> **RECORDED DATA**
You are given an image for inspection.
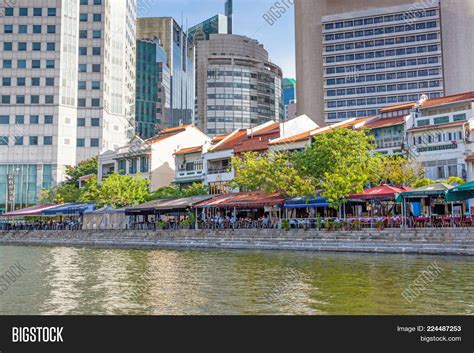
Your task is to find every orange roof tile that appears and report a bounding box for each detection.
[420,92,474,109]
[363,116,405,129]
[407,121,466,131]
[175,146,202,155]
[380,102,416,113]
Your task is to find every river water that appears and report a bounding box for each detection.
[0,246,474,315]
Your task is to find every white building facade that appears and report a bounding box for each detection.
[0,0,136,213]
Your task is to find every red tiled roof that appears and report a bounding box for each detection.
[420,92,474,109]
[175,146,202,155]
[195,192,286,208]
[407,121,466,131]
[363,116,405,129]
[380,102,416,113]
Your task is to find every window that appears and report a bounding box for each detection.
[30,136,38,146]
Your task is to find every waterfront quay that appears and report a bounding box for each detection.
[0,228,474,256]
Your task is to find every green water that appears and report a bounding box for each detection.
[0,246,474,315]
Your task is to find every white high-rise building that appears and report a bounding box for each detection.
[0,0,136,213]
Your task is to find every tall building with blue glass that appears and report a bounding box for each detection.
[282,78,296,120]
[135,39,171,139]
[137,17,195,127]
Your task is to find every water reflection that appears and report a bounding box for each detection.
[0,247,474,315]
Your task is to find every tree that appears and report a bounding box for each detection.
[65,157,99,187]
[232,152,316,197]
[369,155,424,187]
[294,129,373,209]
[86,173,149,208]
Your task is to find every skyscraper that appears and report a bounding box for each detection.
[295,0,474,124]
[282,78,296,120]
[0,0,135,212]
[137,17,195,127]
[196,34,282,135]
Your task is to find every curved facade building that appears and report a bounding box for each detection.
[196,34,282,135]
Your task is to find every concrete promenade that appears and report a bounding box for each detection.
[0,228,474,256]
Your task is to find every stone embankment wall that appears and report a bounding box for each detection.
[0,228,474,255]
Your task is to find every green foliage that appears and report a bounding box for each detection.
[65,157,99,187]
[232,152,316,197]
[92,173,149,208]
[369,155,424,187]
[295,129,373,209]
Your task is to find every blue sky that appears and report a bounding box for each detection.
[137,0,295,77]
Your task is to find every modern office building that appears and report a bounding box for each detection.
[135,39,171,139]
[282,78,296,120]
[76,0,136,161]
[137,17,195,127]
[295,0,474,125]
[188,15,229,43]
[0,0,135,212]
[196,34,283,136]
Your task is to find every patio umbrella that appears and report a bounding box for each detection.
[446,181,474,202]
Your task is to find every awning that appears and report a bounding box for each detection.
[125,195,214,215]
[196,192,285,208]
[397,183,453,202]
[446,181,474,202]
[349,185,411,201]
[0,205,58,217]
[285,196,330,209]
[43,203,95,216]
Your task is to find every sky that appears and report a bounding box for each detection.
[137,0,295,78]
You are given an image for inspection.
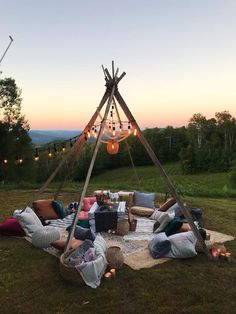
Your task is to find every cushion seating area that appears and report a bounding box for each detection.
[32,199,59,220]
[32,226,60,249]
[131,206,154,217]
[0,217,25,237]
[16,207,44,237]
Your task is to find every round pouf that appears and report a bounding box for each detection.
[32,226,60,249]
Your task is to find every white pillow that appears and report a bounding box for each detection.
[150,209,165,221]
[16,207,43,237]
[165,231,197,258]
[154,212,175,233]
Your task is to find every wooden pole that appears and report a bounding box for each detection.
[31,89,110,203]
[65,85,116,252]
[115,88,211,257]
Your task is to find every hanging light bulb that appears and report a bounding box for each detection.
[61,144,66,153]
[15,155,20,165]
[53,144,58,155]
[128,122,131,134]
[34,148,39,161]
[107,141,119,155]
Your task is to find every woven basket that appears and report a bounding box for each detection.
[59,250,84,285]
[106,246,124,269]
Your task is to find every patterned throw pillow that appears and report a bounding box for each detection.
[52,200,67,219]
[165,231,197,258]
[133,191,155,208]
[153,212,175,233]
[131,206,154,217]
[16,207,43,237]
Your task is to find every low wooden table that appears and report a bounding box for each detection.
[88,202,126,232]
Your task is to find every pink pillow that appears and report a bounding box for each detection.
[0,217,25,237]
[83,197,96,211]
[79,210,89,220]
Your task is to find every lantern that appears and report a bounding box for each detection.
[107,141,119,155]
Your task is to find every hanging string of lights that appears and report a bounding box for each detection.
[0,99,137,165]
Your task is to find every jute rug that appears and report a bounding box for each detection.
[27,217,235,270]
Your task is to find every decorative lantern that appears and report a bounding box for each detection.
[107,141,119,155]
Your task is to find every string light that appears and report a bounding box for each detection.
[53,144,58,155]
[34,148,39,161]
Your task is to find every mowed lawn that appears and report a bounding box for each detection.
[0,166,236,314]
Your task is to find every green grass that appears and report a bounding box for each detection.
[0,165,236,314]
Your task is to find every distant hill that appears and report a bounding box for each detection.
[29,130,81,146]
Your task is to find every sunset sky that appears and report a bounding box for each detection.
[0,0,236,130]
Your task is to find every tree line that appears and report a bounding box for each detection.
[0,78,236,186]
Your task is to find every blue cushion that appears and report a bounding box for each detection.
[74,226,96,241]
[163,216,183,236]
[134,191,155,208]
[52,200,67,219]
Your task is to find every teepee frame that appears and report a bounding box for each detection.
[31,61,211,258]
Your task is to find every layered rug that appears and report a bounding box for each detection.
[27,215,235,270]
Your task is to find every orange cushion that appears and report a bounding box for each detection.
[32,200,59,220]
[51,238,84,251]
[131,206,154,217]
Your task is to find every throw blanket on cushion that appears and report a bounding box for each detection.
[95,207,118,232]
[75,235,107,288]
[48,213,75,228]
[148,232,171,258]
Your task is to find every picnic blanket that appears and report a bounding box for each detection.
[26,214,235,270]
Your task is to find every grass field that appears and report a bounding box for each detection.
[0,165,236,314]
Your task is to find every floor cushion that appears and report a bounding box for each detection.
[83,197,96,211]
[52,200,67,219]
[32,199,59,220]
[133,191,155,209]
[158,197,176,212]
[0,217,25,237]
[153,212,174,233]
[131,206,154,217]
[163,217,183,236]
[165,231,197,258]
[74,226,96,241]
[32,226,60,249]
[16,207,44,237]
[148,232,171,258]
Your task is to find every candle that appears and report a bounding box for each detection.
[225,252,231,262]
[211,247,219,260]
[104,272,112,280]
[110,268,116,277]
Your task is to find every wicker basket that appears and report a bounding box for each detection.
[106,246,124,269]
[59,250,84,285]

---

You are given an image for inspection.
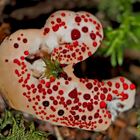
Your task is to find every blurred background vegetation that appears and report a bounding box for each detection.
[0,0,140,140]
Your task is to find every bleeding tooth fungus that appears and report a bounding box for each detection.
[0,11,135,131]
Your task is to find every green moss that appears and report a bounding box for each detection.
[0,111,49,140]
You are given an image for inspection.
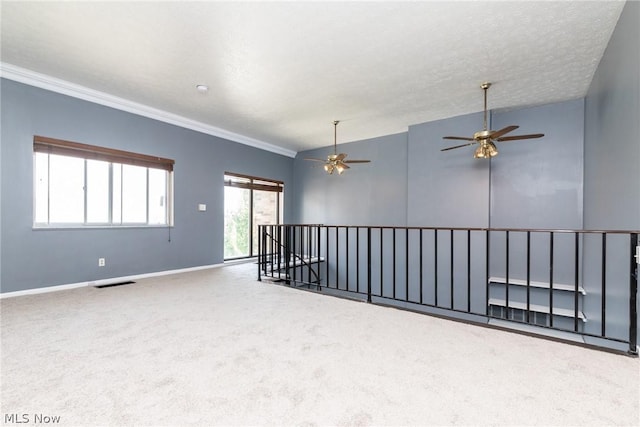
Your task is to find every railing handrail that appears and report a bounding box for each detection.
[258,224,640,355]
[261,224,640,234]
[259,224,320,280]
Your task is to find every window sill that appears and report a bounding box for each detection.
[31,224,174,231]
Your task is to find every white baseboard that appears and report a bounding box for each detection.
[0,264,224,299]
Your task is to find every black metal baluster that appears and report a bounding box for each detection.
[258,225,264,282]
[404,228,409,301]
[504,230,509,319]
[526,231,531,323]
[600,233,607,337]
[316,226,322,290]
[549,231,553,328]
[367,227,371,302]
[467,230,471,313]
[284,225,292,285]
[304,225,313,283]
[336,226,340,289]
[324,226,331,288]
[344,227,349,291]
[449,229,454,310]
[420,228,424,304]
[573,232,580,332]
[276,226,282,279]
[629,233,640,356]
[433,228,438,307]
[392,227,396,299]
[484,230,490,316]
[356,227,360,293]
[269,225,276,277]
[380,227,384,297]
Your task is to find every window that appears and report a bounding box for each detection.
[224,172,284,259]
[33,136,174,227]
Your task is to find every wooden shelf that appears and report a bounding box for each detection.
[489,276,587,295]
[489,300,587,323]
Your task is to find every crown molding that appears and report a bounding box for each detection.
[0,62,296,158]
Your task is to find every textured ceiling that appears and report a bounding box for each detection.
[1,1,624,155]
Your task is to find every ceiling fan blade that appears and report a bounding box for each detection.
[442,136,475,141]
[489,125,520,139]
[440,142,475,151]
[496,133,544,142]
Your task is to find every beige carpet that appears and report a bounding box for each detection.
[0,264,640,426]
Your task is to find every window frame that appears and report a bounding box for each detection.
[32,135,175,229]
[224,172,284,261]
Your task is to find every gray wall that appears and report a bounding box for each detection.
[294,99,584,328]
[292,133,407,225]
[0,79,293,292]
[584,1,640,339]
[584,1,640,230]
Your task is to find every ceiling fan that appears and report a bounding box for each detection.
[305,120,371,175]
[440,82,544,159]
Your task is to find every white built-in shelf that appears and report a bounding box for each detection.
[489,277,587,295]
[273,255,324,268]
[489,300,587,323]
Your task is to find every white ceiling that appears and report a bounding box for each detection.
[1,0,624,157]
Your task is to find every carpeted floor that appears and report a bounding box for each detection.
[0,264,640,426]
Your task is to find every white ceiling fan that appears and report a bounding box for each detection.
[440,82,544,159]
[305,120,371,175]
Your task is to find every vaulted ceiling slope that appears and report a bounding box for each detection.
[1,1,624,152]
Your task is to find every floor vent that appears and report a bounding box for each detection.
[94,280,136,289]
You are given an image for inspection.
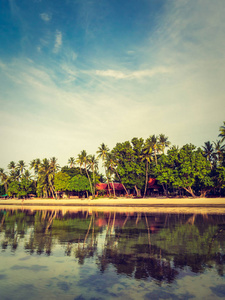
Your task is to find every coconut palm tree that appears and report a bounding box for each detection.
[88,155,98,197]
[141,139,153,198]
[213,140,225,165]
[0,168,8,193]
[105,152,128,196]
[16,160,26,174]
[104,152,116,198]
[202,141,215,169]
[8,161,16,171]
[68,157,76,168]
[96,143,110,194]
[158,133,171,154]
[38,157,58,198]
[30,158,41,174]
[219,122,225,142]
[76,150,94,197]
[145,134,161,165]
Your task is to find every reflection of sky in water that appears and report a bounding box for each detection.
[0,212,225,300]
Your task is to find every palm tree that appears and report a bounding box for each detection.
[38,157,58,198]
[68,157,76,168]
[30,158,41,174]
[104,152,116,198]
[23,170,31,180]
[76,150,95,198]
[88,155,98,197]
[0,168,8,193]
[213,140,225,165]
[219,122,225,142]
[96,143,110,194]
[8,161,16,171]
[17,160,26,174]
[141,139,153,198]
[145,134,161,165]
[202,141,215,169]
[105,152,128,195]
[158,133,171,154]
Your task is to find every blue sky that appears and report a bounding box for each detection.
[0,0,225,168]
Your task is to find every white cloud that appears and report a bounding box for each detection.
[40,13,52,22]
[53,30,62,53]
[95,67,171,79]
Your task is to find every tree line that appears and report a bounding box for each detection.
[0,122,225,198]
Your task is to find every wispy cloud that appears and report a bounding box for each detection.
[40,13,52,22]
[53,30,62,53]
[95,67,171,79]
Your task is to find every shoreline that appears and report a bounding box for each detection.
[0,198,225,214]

---

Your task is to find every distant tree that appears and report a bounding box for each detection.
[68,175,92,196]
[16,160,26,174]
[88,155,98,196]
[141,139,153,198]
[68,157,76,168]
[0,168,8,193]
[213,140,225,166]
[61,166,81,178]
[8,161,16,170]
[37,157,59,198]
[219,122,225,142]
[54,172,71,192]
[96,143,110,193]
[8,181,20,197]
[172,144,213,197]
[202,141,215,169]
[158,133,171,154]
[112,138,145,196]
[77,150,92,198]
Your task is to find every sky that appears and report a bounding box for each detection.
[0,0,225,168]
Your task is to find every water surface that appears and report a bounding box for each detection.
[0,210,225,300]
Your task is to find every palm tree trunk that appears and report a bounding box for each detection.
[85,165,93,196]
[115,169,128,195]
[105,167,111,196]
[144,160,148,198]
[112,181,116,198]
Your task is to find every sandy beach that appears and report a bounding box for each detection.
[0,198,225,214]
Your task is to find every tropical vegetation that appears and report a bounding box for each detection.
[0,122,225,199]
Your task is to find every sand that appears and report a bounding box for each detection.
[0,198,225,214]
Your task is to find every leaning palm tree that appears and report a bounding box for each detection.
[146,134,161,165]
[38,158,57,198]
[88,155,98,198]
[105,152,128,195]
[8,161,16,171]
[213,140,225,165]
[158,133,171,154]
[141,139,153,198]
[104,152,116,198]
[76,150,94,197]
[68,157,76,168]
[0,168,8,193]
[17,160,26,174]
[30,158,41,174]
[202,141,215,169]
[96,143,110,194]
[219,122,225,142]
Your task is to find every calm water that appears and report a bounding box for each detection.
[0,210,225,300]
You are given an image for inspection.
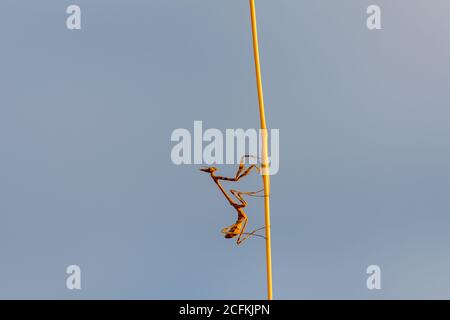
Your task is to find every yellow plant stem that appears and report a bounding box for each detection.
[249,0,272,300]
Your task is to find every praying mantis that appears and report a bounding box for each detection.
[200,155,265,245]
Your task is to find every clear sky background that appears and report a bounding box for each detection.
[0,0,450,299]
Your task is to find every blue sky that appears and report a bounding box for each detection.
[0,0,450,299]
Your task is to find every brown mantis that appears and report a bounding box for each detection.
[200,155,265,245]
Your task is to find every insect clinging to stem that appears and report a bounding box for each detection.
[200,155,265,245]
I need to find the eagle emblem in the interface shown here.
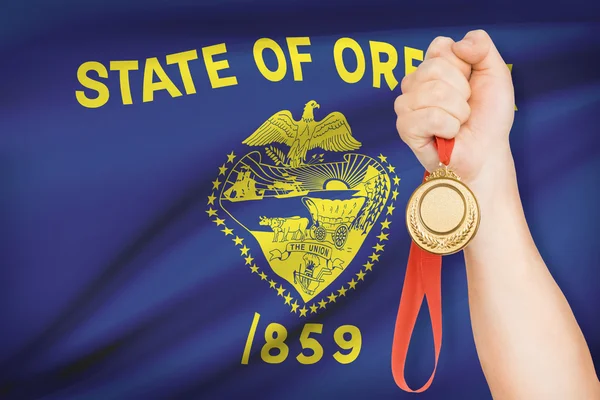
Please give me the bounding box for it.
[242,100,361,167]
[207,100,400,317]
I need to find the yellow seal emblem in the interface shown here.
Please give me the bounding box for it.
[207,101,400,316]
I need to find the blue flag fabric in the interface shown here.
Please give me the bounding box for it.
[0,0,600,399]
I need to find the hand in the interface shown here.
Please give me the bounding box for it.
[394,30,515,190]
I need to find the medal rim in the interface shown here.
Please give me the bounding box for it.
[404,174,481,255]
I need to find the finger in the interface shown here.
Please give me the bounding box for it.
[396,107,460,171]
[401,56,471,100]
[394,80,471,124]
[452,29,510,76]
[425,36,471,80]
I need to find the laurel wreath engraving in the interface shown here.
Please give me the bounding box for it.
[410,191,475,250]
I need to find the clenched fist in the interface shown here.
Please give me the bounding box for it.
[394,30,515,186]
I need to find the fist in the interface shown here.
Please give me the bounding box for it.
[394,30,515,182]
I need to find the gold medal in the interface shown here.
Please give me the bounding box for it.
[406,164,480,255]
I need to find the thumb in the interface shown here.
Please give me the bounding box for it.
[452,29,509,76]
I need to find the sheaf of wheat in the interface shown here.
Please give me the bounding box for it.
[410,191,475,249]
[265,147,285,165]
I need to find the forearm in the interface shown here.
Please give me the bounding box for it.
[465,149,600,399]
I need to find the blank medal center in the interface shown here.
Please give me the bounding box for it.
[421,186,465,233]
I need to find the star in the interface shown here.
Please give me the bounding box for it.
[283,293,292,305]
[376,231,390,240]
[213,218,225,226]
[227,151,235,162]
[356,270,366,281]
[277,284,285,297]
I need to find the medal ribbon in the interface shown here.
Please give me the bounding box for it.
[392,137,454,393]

> **EXERCISE DIRECTIONS**
Reproduce verbatim the items between the line containing "Your task is to find every wooden shelf" and the line containing "[496,133,544,142]", inclusive.

> **WORKED ANSWER**
Your task is to find every wooden shelf that appears and report a bounding box for each detection.
[489,276,587,295]
[489,300,587,323]
Your task is to find every crown molding that appears and report a bounding box for each detection.
[0,62,296,158]
Your task is to find every textured ceiling that appears and report a bounding box for each detection.
[1,1,624,155]
Your task is to find every ceiling fan blade that appears and report a bounding box for each detection.
[442,136,475,141]
[489,125,520,139]
[440,142,475,151]
[496,133,544,142]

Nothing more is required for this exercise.